Extract provided ::
--*--

FInd the integral or the area under the curve and you will have total distance.
Callisto speed and velocity are different don't confuse them. The absolute value is speed and without absolute value you get velocity.
Velocity is a vector speed is a magnitude.
To my knowledge, area under this graph is NOT the total distance travelled. Or it's better for me to amend my answer . For t=0s - 8s velocity = (6-9)/(8-0) = -0.375 For t=8 -11s velocity = (0-6)/(11-8) = -2 Take the absolute value You'll see the the rate of travelling increases.
Area under the graph is equal to the Integral of velocity, which is displacement/ position. Which will give you the total are equalling total distance.
Please see the axis, it's y=distance , x=time, it's NOT y=velocity , x=time!
in this case velocity is Dx/dt = velocity. In the x direction.
It's the same it's only giving you the distance throughout the total time.
Stop and think. If the line is the rate at which the person is moving. Then the area under the rate is distance.
Perhaps you should read this http://answers.yahoo.com/question/index?qid=20080906075747AABsnoO
Yes view said article answer under the chosen answer, that guy is correct. It is total distance traveled since there is no negative distance.
Displacement is when you have both negative and positive distances traveled. Please hop off my case bro. I'm too pro.
@UofIMechEng , dont get a bee in your bonnet :) Noone was "on your case". Callisto was just trying to clarify their postion to avoid confusion. And yes, area under the velocity curve is displacement - given that we measure it in a straight line right?

--*--

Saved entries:
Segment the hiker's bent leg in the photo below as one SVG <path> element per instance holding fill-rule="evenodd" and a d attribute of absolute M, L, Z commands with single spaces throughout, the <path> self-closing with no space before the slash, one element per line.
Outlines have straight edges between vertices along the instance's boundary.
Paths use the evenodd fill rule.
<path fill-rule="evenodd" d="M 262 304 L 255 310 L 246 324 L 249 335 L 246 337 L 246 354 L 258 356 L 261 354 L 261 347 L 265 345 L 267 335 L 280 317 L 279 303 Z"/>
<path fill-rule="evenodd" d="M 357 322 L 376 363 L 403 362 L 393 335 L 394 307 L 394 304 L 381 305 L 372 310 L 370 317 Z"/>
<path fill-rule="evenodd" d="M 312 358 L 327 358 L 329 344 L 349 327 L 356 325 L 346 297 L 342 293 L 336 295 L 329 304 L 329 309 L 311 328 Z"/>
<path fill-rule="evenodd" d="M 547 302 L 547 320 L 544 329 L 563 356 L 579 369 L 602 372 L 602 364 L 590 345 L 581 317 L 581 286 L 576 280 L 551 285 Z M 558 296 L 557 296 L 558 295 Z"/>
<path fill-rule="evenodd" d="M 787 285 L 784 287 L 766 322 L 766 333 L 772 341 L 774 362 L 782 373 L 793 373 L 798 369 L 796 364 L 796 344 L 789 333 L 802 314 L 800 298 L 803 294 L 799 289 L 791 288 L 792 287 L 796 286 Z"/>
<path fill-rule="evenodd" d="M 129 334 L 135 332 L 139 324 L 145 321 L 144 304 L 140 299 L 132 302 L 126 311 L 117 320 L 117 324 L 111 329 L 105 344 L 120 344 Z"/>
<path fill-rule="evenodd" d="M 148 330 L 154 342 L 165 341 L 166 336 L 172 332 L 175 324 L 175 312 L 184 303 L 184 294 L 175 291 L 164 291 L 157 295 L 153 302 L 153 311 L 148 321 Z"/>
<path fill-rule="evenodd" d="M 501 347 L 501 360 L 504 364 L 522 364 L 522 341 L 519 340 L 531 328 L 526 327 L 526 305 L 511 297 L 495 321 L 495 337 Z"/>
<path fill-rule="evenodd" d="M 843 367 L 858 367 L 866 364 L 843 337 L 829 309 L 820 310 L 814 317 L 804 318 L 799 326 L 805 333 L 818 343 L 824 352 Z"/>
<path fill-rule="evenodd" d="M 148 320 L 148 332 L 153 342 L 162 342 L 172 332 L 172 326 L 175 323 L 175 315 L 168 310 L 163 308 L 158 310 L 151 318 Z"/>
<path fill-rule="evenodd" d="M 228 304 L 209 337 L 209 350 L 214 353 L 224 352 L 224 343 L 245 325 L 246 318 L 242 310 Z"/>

--*--

Direction :: Please quote every sentence in the forum thread on distance and velocity that contains the phrase "area under." The material after the forum thread is not needed for this.

Solution to the problem ::
- "FInd the integral or the area under the curve and you will have total distance."
- "To my knowledge, area under this graph is NOT the total distance travelled."
- "Area under the graph is equal to the Integral of velocity, which is displacement/ position."
- "Then the area under the rate is distance."
- "And yes, area under the velocity curve is displacement - given that we measure it in a straight line right?"